# [TASK TO CARRY OUT]
Format the listing below as a numbered list with blank lines left out, covering only the part that opens with the line containing "TARGET = mound of dirt" and continues through the end of the listing.

# [DATA EXTRACT]

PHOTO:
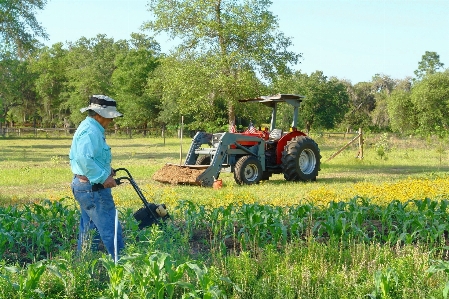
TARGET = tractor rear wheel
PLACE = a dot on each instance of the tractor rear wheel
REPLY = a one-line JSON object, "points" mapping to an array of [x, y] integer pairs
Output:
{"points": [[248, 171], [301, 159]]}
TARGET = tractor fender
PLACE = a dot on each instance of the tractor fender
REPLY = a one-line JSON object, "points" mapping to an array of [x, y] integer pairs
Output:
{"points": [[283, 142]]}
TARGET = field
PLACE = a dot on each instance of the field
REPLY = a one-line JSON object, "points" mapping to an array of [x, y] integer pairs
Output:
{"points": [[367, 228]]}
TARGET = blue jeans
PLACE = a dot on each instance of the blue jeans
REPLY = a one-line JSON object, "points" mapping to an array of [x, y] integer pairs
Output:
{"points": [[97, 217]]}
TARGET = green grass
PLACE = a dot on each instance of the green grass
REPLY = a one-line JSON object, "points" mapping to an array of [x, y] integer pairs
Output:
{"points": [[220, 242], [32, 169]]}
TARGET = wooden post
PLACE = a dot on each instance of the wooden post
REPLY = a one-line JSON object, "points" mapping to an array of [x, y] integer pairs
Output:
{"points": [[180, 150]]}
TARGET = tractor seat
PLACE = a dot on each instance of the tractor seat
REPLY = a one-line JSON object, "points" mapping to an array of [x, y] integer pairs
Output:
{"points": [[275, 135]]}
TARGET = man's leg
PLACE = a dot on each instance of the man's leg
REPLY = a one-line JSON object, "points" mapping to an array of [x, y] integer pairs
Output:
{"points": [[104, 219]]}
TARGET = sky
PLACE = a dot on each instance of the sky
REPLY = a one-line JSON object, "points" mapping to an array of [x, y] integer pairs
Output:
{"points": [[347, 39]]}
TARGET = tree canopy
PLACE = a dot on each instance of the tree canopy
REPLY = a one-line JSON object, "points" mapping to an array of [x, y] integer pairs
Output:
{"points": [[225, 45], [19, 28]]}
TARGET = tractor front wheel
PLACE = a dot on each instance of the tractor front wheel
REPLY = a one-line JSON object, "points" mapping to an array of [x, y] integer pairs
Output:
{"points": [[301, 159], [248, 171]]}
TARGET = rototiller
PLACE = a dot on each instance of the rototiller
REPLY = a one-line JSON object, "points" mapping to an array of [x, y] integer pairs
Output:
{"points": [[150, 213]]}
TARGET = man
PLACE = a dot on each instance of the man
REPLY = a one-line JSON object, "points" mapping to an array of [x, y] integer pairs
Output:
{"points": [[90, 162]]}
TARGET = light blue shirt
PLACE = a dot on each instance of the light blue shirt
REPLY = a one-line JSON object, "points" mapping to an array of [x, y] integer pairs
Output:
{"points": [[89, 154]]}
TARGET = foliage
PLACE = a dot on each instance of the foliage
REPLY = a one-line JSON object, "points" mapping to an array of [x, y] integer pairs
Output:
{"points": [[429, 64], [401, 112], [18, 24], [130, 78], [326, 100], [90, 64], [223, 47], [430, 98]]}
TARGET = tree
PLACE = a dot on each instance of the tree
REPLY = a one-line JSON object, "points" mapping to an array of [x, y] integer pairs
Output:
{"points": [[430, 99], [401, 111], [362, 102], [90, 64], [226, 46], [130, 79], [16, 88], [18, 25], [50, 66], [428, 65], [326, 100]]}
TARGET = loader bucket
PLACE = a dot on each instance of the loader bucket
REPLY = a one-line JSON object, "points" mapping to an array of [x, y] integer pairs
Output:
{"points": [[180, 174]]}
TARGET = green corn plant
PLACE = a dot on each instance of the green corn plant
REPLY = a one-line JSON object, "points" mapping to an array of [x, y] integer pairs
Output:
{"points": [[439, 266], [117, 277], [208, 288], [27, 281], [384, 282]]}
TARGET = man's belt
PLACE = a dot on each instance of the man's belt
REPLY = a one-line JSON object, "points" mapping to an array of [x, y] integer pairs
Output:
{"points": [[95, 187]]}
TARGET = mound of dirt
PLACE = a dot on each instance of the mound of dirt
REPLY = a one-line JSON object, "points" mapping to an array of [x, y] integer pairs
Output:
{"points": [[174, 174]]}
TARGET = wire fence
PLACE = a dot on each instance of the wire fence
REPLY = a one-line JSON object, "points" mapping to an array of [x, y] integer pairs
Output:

# [SOLUTION TO THIS PROBLEM]
1. TARGET = mound of dirt
2. PLACE = a dot on each instance of the mound of dirt
3. REPLY = a one-line JSON object, "points" mapping to an array of [x, y] integer pairs
4. Output:
5. {"points": [[174, 174]]}
6. TARGET = wire fence
7. PLACE = a dot on each instance of the wire fence
8. REPLY = a one-line JSON object, "points" mapping to an array of [x, y] integer pairs
9. Output:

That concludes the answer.